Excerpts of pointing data
--------------------------------

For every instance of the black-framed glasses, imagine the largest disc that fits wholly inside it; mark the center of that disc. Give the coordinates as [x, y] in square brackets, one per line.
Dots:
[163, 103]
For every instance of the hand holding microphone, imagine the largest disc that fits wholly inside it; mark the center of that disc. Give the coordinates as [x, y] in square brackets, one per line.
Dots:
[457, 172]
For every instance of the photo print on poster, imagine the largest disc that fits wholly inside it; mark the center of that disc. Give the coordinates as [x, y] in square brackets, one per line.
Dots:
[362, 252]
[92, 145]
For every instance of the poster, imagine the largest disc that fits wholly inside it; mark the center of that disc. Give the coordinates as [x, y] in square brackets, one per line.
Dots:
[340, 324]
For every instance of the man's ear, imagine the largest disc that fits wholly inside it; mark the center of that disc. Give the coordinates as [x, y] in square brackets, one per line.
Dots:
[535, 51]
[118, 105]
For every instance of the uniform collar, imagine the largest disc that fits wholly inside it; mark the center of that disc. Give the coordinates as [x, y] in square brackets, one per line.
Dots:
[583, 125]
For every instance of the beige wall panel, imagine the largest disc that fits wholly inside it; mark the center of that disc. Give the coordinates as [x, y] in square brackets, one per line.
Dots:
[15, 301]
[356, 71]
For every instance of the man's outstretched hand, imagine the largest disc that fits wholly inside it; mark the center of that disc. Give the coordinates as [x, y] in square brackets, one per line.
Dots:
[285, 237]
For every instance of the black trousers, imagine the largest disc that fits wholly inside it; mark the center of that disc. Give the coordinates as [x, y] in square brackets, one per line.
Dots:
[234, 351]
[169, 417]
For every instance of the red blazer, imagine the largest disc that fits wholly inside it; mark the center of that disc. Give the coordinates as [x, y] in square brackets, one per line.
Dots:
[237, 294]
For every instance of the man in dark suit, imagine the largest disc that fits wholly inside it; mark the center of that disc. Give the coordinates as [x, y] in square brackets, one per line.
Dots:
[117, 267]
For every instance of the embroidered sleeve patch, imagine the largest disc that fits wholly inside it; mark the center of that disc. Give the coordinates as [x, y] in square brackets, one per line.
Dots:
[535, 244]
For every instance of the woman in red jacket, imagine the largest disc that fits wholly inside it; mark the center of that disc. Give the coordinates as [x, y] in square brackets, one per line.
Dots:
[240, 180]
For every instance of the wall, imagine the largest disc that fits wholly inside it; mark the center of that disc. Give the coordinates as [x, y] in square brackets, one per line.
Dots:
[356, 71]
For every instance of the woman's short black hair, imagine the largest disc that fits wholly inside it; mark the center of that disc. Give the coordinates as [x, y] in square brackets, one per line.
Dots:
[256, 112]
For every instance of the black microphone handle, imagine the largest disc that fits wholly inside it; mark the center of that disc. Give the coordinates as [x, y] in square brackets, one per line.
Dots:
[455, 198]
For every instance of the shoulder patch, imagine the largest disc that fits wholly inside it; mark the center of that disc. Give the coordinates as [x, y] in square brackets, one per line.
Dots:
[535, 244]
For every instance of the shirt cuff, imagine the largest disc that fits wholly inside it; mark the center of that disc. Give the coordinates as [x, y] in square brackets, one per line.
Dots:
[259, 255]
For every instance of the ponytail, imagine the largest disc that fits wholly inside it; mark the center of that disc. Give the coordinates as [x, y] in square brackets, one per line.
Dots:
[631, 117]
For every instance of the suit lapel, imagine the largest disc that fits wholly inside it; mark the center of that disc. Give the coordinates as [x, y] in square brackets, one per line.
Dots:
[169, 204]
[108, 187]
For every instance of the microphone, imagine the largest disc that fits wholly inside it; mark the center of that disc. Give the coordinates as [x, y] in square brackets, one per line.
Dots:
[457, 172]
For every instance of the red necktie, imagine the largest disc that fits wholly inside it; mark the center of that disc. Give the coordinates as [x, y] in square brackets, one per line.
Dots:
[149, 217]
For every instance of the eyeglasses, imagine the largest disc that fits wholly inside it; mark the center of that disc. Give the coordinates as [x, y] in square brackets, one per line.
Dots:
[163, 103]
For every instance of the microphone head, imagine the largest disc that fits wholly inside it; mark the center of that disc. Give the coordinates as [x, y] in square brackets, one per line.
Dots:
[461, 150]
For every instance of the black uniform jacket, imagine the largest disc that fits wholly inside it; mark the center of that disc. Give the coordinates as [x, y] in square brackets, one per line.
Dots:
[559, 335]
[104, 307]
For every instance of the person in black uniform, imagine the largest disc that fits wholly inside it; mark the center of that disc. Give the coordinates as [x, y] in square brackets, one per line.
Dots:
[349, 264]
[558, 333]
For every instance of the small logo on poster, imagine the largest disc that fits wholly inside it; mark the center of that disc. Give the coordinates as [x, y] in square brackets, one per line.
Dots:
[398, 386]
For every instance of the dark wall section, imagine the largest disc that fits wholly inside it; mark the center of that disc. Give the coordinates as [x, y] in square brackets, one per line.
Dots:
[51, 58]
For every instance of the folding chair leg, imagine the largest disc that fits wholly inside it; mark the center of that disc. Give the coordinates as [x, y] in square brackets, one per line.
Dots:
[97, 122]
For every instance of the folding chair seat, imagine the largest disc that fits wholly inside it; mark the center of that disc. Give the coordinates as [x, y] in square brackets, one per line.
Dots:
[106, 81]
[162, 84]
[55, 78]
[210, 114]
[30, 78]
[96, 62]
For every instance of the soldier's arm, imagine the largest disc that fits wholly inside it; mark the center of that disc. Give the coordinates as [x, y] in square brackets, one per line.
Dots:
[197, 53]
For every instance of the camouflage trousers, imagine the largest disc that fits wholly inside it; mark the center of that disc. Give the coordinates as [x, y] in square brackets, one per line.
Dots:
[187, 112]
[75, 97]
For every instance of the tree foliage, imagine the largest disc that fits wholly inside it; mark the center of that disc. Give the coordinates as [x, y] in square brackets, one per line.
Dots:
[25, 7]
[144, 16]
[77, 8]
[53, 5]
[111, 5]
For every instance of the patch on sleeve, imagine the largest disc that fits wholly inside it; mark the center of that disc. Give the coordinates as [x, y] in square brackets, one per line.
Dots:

--------------------------------

Problem description
The whole listing above needs to be written out again exactly.

Written solution
For every instance of the black-framed glasses, imagine the largest disc that fits wholly inside it; mark the center of that disc. Give the coordinates as [x, y] in square brackets, one per line.
Dots:
[163, 103]
For every instance of the hand holding microphone, imagine the largest disc that fits wholly inside it; mark the center of that disc. Give the coordinates as [x, y] in square brackets, one per line.
Dots:
[457, 172]
For every instance of the photo print on poster, imagine the largest disc that fits wholly inside it; mark the center of that disc. Give the coordinates as [x, y] in square brackets, one per line.
Dots:
[362, 252]
[92, 145]
For every instance of the poster, imagine the largest disc that fits wholly inside it; mark the center of that disc. Give the coordinates as [x, y] in square brackets, one per line.
Dots:
[340, 324]
For every instance of the man's ear, imagine the largest disc that fits wholly inside it; mark the center of that disc. Give the coordinates as [x, y] in square brackets, one per line.
Dots:
[535, 51]
[118, 105]
For every instance of the uniform collar, imagine the largest disc that fits wholly inside it; mark the center of that disc. Give the coordinates as [x, y] in square brackets, one per line.
Dots:
[583, 125]
For every instance of the beige wall panel, imagine the largest disc that fits wholly inside it; mark the center of that disc. Give the coordinates as [x, y] in square brackets, one per line.
Dots:
[15, 301]
[356, 71]
For every instance of the man's outstretched hand, imagine the largest disc that fits wholly inside it; mark the center of that disc. Give the coordinates as [x, y] in square brackets, one per line.
Dots:
[285, 237]
For every instance of the black trousers, imagine the largest disc that fits wholly inside it; mark the center of that disc. Give the coordinates as [x, y] in square brackets, one per line.
Dots:
[234, 351]
[169, 417]
For every instance of the red blazer, imagine the largest disc that fits wholly inside it; mark the center of that disc. Give the coordinates as [x, y] in square brackets, one per line.
Dots:
[237, 294]
For every instance of the man in dark suit, imagine the largest disc that fits wholly inside it; mark the center of that disc. Give the coordinates as [x, y] in square brackets, one per line.
Dots:
[117, 267]
For every instance of the embroidered sleeve patch, imagine the largest disc that fits wholly inside it; mark the center of that disc. Give the coordinates as [x, y] in square brackets, one per line.
Dots:
[535, 244]
For every instance of the woman in red jacket, imagine the largest disc that fits wholly inside it; mark the center of that disc. Give the coordinates as [x, y] in square brackets, one per line.
Dots:
[240, 180]
For every instance of the wall, imagine the largest disc that fits wholly inside it; mark the center of that disc. Give the coordinates as [x, y] in square brackets, one per line.
Dots:
[356, 71]
For every instance of the woman's short black hair, imagine the largest disc that fits wholly inside it; mark the center of that disc. Give the coordinates as [x, y] in square brackets, one per line.
Dots:
[256, 112]
For every instance of the black microphone handle, imagine the largest disc that fits wholly inside it; mark the center of that disc. Give the coordinates as [x, y] in square brackets, one per line.
Dots:
[455, 198]
For every instance of the shoulder patch, imagine the largest disc that fits wholly inside it; mark the center of that disc. Give the coordinates as [x, y] in square brackets, one per line.
Dots:
[535, 244]
For every instance of the shirt cuff, imagine the largest disc that fits wholly inside it; mark the center of that disc. Give the coordinates as [x, y] in square brackets, one per line.
Dots:
[259, 255]
For every instance of the ponytail, imagine the largest disc that fits wholly inside it; mark the center of that disc. Give the coordinates as [x, y] in square brackets, one per line.
Dots:
[631, 117]
For every instance of the suit lapel, imagine the largest disc that fits wholly inside it; mark the center of that disc. Give the coordinates as [x, y] in square brackets, one per line.
Dots:
[169, 204]
[108, 187]
For every instance of the microphone, imagine the largest disc that fits wholly inside it; mark the center of that disc. Give the coordinates as [x, y] in square brackets, one per line.
Dots:
[457, 172]
For every instance of the red necktie, imagine the largest disc that fits wholly inside it; mark the center of that disc. Give the coordinates as [x, y] in square brackets, one per line.
Dots:
[149, 217]
For every instance of the eyeglasses, imagine the largest disc that fits wholly inside it; mark the center of that disc. Give the coordinates as [x, y] in square brackets, one per line.
Dots:
[163, 103]
For every instance of the microphone head, imagine the largest disc that fits wholly inside it; mark the center of that disc. Give the coordinates as [x, y] in square brackets, one per line.
Dots:
[461, 150]
For every instance of the black uniform jacket, imagine the largest disc that fits wholly inside it; mark the center of that disc. Give the coordinates as [x, y] in square brackets, one per line.
Dots:
[559, 335]
[104, 307]
For every instance of the person in black uniform, imagine the largest disc that fits wholly inside it; mark the center of that disc. Give the coordinates as [x, y] in square brackets, one per line.
Dots:
[349, 264]
[558, 333]
For every instance of the small logo on poster, imagine the largest disc that fits wholly inside it; mark the center of that disc. Give the coordinates as [x, y] in square brackets, one per line.
Dots:
[398, 386]
For every instance of the dark wall section, imagine the largest disc that fits wholly inside it; mark the center of that disc. Give the coordinates as [x, y] in square brackets, one per line.
Dots:
[51, 58]
For every instance of the folding chair leg, imagine the largest disc that fits wholly inside it; mark the center of that disc. Give the coordinates as [x, y] in square brackets, one per line.
Dots:
[97, 122]
For every instance of the folding chair seat, imagine the largest disc that fits wholly inside it; mark the center of that disc. Give the coordinates as [x, y] in square brackets, one per line.
Dots:
[106, 81]
[162, 84]
[55, 78]
[210, 114]
[30, 78]
[96, 62]
For every instance of the soldier's arm, imagine the largest disc that fits wholly inside it; mark the center of that disc. Give the coordinates as [x, y] in square brackets, one per line.
Dots:
[197, 53]
For every instance of the camouflage trousers, imagine the largest disc that fits wholly inside it; mark the center of that disc. Give the coordinates as [x, y] in square brackets, one per line.
Dots:
[187, 112]
[75, 97]
For every instance of the tree foliage, imagine the largest disc that fits wholly inside it; mark the center of that disc. Give the coordinates as [x, y] in square brackets, one per line.
Dots:
[25, 7]
[144, 16]
[77, 8]
[53, 5]
[111, 5]
For every instance of the patch on sleeve, imagine the largest disc that fits wholly inside it; mark the center of that disc. Give the coordinates as [x, y] in square brackets, one per line.
Dots:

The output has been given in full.